Write out exactly the lines from the line that contains "Expected: one point per instance of the front" through the final line of the listing below, and no others.

#### Data extracts:
—————

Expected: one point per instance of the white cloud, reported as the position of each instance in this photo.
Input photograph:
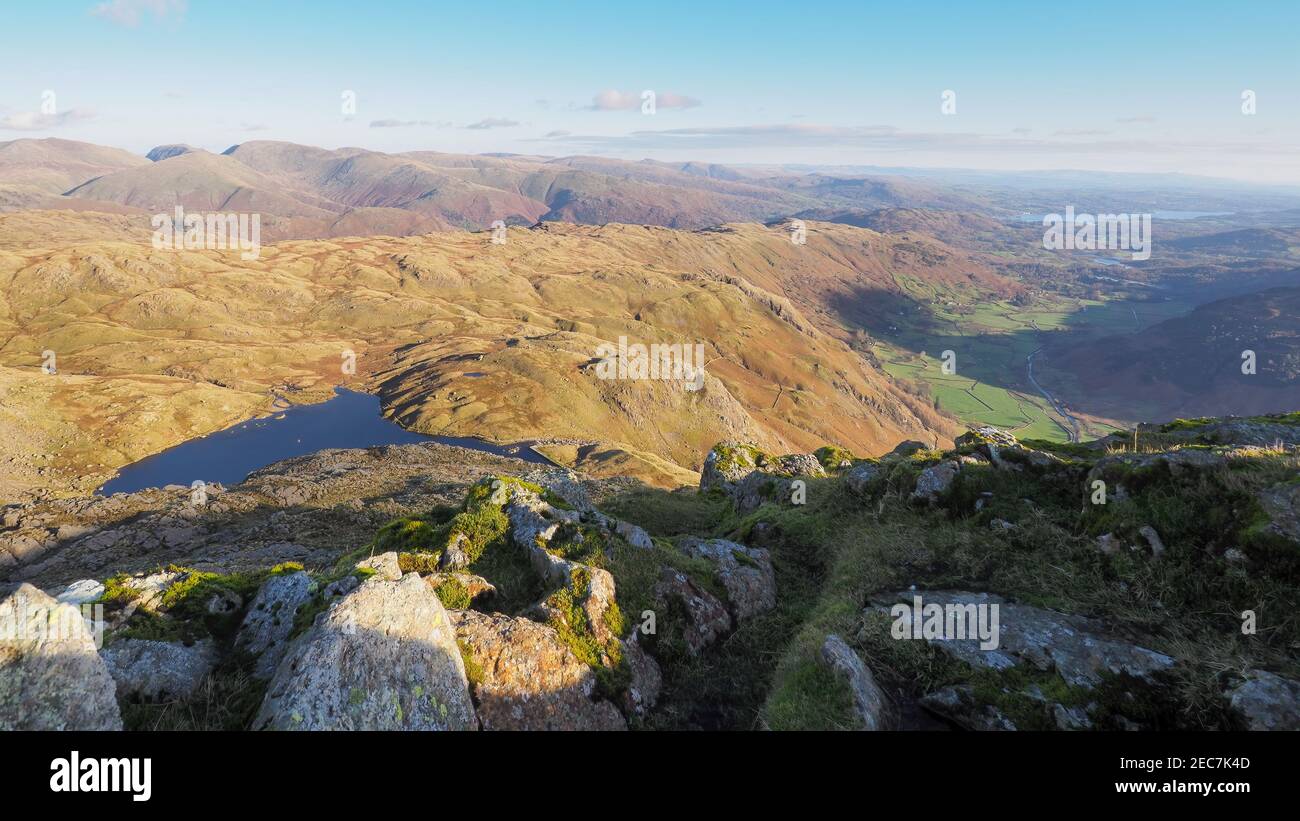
(35, 121)
(407, 124)
(129, 12)
(614, 100)
(493, 122)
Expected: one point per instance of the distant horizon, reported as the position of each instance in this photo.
(791, 168)
(833, 83)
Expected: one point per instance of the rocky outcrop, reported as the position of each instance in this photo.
(749, 477)
(81, 591)
(861, 477)
(960, 706)
(1282, 505)
(382, 657)
(525, 678)
(870, 702)
(1268, 702)
(1078, 648)
(269, 620)
(935, 481)
(745, 572)
(51, 674)
(706, 618)
(156, 670)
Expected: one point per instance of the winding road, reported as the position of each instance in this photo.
(1073, 431)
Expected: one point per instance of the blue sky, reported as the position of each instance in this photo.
(1105, 86)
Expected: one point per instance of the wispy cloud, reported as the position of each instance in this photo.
(407, 124)
(35, 121)
(880, 138)
(493, 122)
(130, 12)
(612, 100)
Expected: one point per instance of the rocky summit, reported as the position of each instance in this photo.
(997, 585)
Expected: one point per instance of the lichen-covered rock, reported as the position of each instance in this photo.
(382, 657)
(706, 617)
(645, 680)
(635, 535)
(745, 572)
(986, 435)
(150, 589)
(1268, 702)
(1282, 505)
(460, 590)
(750, 477)
(564, 483)
(861, 477)
(51, 674)
(935, 481)
(525, 678)
(156, 670)
(269, 620)
(869, 700)
(81, 591)
(1153, 541)
(385, 565)
(1074, 646)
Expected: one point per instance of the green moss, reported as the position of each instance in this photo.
(810, 696)
(453, 594)
(572, 626)
(419, 563)
(733, 457)
(833, 457)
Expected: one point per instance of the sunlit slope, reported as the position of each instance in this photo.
(458, 337)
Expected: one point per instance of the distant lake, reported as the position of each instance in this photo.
(350, 420)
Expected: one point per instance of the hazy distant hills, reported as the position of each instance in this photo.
(303, 191)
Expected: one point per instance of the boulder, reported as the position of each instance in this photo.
(646, 677)
(960, 706)
(745, 572)
(869, 700)
(1074, 646)
(861, 477)
(906, 448)
(51, 673)
(935, 481)
(749, 477)
(384, 565)
(382, 657)
(564, 483)
(1268, 702)
(157, 670)
(476, 587)
(525, 678)
(1148, 533)
(81, 593)
(1282, 505)
(269, 620)
(706, 617)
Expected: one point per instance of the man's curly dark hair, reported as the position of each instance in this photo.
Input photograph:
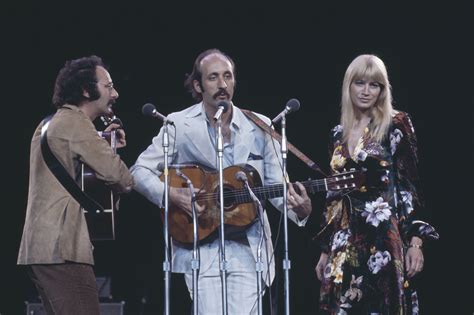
(74, 78)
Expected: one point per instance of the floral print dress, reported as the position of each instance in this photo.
(366, 232)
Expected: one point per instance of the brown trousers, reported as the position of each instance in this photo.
(68, 288)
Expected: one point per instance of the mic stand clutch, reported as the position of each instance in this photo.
(223, 262)
(286, 261)
(195, 262)
(166, 263)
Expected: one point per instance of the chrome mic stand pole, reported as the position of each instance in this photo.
(195, 262)
(223, 262)
(259, 263)
(166, 263)
(286, 261)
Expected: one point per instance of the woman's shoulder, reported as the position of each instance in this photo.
(402, 121)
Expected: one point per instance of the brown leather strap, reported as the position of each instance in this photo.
(251, 115)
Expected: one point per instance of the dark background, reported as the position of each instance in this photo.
(281, 52)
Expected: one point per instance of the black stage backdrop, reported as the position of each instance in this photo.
(281, 52)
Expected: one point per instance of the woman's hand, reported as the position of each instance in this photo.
(323, 261)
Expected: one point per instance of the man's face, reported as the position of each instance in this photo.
(218, 80)
(107, 92)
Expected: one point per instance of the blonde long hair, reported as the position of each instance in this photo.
(368, 67)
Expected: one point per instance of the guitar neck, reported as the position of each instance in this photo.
(276, 190)
(266, 192)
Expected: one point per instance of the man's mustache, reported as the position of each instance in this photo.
(220, 93)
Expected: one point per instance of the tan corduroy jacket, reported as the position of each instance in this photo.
(55, 229)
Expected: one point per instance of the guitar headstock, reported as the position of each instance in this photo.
(347, 180)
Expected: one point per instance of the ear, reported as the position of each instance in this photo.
(197, 86)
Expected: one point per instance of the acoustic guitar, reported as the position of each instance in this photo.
(101, 224)
(240, 210)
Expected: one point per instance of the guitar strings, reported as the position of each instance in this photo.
(272, 190)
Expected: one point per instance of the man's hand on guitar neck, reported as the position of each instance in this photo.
(299, 203)
(119, 133)
(181, 197)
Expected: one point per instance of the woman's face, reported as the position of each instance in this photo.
(364, 93)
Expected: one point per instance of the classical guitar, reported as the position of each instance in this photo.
(101, 225)
(240, 211)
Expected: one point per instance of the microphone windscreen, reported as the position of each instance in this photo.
(293, 105)
(148, 109)
(225, 106)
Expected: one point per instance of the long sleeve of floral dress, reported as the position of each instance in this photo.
(365, 232)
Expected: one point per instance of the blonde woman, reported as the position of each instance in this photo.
(372, 239)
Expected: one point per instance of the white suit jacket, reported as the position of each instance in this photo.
(251, 145)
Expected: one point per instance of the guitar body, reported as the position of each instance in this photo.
(101, 225)
(239, 210)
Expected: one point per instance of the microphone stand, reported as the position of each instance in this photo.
(286, 261)
(223, 262)
(195, 262)
(259, 263)
(166, 263)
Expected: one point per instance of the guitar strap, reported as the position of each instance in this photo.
(259, 122)
(63, 176)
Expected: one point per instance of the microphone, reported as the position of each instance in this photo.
(150, 110)
(223, 107)
(291, 106)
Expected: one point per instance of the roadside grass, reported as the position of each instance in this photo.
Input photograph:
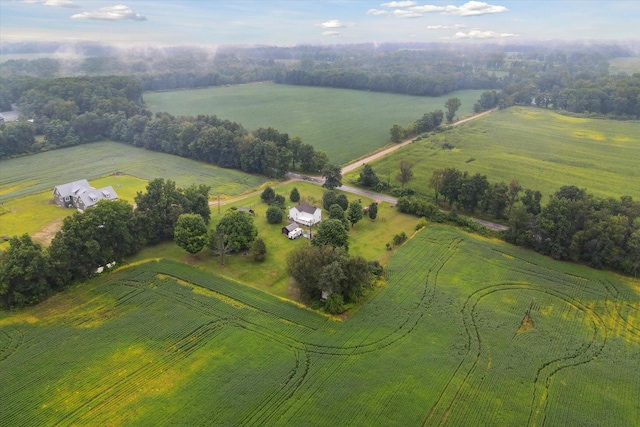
(543, 150)
(37, 215)
(347, 124)
(43, 171)
(367, 239)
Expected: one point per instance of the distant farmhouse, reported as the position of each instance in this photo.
(305, 214)
(80, 195)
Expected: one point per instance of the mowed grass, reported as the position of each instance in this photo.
(43, 171)
(543, 150)
(37, 215)
(347, 124)
(627, 65)
(367, 239)
(165, 343)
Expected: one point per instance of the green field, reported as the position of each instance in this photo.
(345, 123)
(543, 150)
(468, 331)
(271, 275)
(41, 172)
(627, 65)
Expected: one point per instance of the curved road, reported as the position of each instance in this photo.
(358, 191)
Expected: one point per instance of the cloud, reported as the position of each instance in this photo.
(377, 12)
(62, 3)
(334, 23)
(395, 4)
(472, 8)
(401, 13)
(477, 34)
(444, 27)
(118, 12)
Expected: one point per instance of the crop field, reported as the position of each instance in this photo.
(468, 331)
(541, 149)
(366, 239)
(347, 124)
(43, 171)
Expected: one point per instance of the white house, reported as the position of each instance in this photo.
(305, 214)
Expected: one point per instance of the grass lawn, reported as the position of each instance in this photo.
(347, 124)
(270, 275)
(43, 171)
(543, 150)
(37, 215)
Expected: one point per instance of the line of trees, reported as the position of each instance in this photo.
(107, 232)
(73, 111)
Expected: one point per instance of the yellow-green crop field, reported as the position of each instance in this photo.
(347, 124)
(43, 171)
(468, 331)
(543, 150)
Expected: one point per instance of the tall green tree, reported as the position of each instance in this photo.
(238, 227)
(191, 233)
(406, 174)
(22, 272)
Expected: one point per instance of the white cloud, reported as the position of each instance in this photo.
(477, 34)
(394, 4)
(400, 13)
(62, 3)
(428, 8)
(377, 12)
(444, 27)
(334, 23)
(112, 13)
(472, 8)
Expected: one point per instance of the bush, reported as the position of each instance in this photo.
(274, 215)
(399, 238)
(267, 195)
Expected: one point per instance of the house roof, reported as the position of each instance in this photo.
(73, 188)
(305, 207)
(292, 226)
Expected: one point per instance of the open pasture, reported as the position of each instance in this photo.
(347, 124)
(43, 171)
(271, 275)
(468, 331)
(543, 150)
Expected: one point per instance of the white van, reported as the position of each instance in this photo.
(295, 233)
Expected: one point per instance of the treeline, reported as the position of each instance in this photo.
(573, 225)
(72, 111)
(108, 232)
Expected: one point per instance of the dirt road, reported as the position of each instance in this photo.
(352, 166)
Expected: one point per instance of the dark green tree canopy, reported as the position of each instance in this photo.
(239, 229)
(191, 233)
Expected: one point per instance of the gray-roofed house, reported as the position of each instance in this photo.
(305, 214)
(80, 195)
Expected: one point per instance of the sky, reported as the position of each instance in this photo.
(292, 22)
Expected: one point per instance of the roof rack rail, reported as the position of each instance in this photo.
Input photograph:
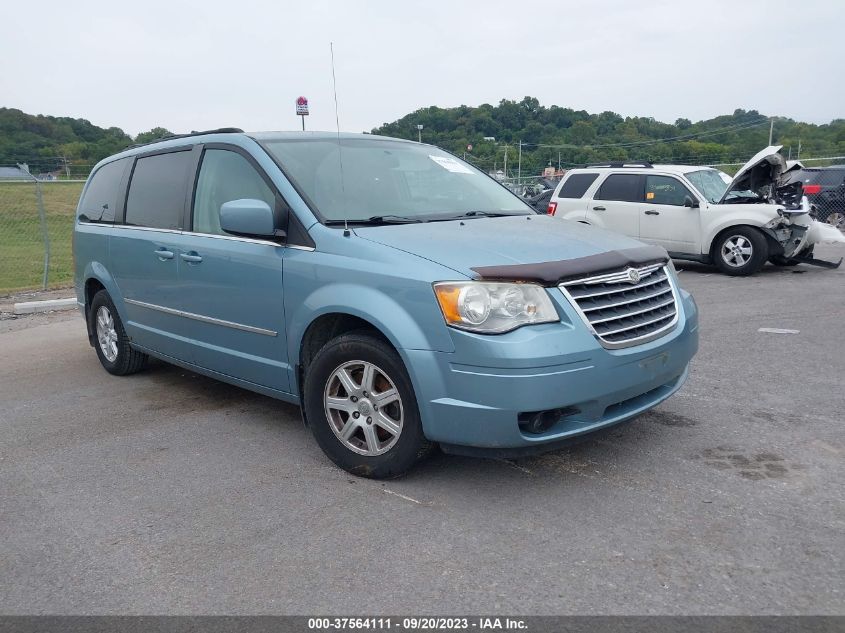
(635, 164)
(220, 130)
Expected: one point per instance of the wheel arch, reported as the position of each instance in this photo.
(97, 278)
(718, 236)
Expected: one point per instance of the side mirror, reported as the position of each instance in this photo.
(248, 218)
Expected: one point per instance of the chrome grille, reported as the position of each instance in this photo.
(627, 307)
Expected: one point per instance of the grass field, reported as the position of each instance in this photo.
(21, 241)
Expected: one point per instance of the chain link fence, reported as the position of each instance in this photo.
(36, 230)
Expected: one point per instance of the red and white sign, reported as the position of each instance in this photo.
(302, 106)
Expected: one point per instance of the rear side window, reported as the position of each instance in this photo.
(100, 200)
(576, 185)
(622, 188)
(665, 190)
(157, 191)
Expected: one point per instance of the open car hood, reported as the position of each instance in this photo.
(761, 174)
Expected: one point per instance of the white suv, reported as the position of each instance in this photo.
(697, 213)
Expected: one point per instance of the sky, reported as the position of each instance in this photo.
(193, 65)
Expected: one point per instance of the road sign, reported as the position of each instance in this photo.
(302, 106)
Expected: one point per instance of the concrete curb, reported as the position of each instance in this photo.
(29, 307)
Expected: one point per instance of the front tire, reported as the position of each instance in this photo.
(740, 251)
(780, 260)
(110, 340)
(361, 407)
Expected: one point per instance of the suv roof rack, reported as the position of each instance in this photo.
(635, 164)
(220, 130)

—————

#### Solution to the exercise:
Expected: one point per instance of the front tire, reported as the position of each instance in this photo.
(740, 251)
(780, 260)
(110, 340)
(361, 407)
Expected: one point per instance of the suv roof rack, reported as the position of each instance in this photo.
(635, 164)
(220, 130)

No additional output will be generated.